Written instruction: Copy every one of the entries below word for word, changing nothing.

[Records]
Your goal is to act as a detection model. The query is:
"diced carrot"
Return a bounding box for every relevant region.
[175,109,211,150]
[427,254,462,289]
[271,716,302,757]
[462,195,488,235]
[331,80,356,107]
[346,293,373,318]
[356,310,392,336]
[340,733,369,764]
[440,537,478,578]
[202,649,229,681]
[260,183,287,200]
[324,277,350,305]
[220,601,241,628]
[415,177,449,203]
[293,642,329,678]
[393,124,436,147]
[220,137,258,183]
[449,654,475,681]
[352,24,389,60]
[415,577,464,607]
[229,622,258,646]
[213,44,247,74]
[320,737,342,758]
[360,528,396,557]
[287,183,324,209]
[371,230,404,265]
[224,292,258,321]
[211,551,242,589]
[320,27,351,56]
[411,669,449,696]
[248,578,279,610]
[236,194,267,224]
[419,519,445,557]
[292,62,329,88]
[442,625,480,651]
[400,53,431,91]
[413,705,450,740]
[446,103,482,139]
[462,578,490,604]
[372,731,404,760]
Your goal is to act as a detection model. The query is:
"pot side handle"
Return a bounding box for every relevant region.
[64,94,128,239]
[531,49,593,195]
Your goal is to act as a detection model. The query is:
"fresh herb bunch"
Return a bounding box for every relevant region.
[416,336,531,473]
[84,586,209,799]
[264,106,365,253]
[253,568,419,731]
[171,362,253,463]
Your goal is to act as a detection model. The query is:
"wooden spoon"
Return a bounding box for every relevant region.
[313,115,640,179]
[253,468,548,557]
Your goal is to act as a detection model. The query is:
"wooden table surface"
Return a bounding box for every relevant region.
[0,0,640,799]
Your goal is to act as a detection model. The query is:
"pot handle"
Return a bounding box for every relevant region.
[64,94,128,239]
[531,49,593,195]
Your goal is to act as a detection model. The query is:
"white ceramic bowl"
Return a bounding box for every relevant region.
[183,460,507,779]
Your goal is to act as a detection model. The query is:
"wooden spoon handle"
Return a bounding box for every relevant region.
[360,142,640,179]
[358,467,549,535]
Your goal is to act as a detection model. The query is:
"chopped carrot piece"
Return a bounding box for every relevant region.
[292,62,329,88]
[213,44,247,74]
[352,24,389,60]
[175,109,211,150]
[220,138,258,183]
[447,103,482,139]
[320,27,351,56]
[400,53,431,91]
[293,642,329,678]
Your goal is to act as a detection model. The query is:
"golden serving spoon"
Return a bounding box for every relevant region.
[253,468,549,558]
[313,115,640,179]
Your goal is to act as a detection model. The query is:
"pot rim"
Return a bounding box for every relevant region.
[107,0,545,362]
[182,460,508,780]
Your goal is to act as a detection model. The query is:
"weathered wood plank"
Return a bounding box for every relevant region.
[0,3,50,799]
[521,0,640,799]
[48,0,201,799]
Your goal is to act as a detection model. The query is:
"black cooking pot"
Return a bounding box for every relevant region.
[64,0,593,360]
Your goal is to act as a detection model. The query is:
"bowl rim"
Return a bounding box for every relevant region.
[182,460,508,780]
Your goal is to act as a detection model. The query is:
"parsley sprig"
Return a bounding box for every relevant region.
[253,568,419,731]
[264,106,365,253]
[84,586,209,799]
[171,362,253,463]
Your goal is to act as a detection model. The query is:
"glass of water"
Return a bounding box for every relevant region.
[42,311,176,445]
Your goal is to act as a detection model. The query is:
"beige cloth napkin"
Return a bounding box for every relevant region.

Worked answer:
Your goal is to act as a detection model. The query is:
"diced carrot"
Return a bounding box for every relevant region.
[175,109,211,150]
[427,254,462,289]
[271,716,302,757]
[462,195,488,235]
[331,80,356,107]
[346,293,373,318]
[356,310,392,336]
[340,733,369,764]
[440,537,478,578]
[202,649,229,681]
[260,183,287,200]
[324,277,350,305]
[220,601,241,628]
[415,177,449,203]
[293,642,329,678]
[393,124,436,147]
[220,137,258,183]
[449,654,475,681]
[352,24,389,60]
[415,577,464,607]
[229,622,258,646]
[213,44,247,74]
[320,737,342,758]
[360,528,396,557]
[287,183,324,209]
[371,230,404,265]
[224,292,258,321]
[211,551,242,589]
[320,27,351,56]
[411,669,449,696]
[248,578,279,610]
[236,194,267,224]
[419,519,445,557]
[292,62,329,88]
[442,625,480,651]
[400,53,431,91]
[413,705,450,740]
[446,103,482,139]
[462,578,490,604]
[372,731,404,760]
Your goal is to act as a detection model. The query is:
"pot side handle"
Return a bounding box for every relevant region.
[64,94,128,239]
[531,49,593,195]
Your goal is to act as a detection model. The query is:
"fresh herb bunch"
Return a bounding box for every relevant region.
[416,336,531,473]
[84,586,209,799]
[264,106,365,253]
[253,568,419,731]
[171,362,253,463]
Your goal is to act as a detection model. The query is:
"wooden spoon"
Return a bounding box for every relevant region.
[313,115,640,179]
[253,468,548,557]
Your goal is to act as a detection model. The query is:
"wooden table surface"
Return a bounding box for every relevant region.
[0,0,640,799]
Your goal is to act as a detection model. The query is:
"pot handle"
Return a bounding box for every relevant region.
[64,94,128,239]
[531,49,593,195]
Your goal is to act as a detection model. The query is:
"white ceramic bowl"
Return a bounding box for every relevant region.
[183,460,507,779]
Your goal is to act as a detection model. The query is:
"wooden spoon handle"
Return a bounding box for every relevant region.
[360,142,640,179]
[358,467,549,535]
Your goal is to act as a detection model. The query is:
"chopped carrot piece"
Return a bounding box for every relevant region.
[292,62,329,88]
[213,44,247,74]
[352,24,389,60]
[175,109,211,150]
[220,138,258,183]
[447,103,482,139]
[320,27,351,56]
[400,53,431,91]
[293,642,329,678]
Your goal is to act as a detection model. The query is:
"golden serving spoon"
Return a bounding box for every relevant region.
[253,468,549,558]
[313,115,640,179]
Your goal is to act as a detection model. The query is:
"pot rim"
Return a bounding box for every relevant region.
[107,0,545,362]
[182,460,508,780]
Your goal is to act as a detection model. The query is:
"weathered wood plank"
Return a bounding box for every relevant region.
[0,3,50,799]
[521,0,640,799]
[48,0,201,799]
Your goal is to act as a detection model. The query is:
"black cooking pot"
Return a bounding box for every relevant region.
[64,0,593,360]
Your goal is to act as a detection model. The query is:
"bowl rim"
Return a bounding box for every relevant region.
[182,460,508,780]
Your goal is to act as a detection model. The query is:
"parsley sprig"
Return a bounding box for every relevant region.
[253,568,419,731]
[264,106,365,253]
[84,586,209,799]
[171,362,253,463]
Your goal is to act as a detection model. The query is:
"glass of water"
Return a bounding box for every relevant region.
[42,311,176,445]
Your goal is to act as a detection model. The query is:
"beige cloth napkin"
Return a bounding box for every relevant region.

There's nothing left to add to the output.